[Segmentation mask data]

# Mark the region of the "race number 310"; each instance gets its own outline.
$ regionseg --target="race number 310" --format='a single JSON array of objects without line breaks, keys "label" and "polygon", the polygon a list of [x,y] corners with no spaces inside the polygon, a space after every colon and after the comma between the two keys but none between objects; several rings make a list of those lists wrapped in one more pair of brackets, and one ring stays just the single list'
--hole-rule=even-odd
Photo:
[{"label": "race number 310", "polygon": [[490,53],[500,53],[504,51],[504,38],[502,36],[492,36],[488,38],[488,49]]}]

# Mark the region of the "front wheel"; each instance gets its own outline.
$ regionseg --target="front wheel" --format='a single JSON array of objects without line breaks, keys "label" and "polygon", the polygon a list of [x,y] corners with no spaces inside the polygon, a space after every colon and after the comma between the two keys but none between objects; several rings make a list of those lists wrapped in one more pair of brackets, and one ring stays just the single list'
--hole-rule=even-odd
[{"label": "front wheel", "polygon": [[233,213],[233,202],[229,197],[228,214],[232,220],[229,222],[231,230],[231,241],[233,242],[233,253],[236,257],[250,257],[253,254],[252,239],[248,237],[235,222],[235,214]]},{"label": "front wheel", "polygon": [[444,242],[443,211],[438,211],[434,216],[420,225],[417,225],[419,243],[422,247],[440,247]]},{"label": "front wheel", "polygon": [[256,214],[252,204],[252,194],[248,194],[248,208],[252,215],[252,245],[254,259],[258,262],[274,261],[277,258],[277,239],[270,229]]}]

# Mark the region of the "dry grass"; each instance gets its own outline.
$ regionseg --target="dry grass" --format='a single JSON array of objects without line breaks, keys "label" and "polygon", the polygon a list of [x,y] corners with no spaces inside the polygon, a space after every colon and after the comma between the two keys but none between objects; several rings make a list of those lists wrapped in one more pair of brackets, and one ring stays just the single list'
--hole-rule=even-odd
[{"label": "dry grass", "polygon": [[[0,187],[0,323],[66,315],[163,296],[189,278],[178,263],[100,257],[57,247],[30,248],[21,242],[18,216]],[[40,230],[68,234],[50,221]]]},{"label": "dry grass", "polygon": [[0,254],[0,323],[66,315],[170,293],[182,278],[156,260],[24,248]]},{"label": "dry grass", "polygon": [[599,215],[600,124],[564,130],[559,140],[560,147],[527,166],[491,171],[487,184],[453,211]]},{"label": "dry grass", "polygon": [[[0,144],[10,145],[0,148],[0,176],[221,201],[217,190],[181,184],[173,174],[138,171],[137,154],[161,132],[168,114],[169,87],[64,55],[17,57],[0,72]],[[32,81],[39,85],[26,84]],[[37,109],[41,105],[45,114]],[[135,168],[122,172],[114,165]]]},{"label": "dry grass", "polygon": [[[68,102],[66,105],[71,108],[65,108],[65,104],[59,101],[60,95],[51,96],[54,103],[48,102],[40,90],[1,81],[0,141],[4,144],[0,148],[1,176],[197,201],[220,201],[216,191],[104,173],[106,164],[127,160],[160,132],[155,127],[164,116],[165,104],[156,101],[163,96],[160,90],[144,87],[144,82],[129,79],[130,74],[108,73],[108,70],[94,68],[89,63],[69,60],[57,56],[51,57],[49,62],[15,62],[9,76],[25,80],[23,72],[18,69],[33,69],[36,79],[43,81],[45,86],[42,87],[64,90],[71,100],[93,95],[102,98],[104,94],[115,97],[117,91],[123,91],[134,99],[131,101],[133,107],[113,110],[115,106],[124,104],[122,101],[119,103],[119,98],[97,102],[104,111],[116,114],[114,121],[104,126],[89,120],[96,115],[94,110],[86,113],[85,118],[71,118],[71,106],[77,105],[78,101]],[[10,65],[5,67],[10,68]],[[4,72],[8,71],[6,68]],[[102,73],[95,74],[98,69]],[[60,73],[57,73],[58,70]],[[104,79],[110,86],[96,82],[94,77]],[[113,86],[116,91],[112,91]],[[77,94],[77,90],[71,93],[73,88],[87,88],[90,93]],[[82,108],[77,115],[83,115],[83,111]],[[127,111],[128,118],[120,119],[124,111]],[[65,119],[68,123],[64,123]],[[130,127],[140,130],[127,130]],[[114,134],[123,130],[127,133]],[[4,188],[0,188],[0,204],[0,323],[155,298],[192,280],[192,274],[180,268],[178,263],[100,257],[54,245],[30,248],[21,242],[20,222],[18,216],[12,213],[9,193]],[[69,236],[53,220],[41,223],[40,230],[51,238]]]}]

■ What to produce:
Where a line above includes "instance", copy that line.

■ Result for this exercise:
# Mark the region of the "race number 310"; each instance gets its own outline.
# Mark the region of the "front wheel"; each instance gets its own outline.
# Mark the region of the "dry grass"; each instance gets its own outline.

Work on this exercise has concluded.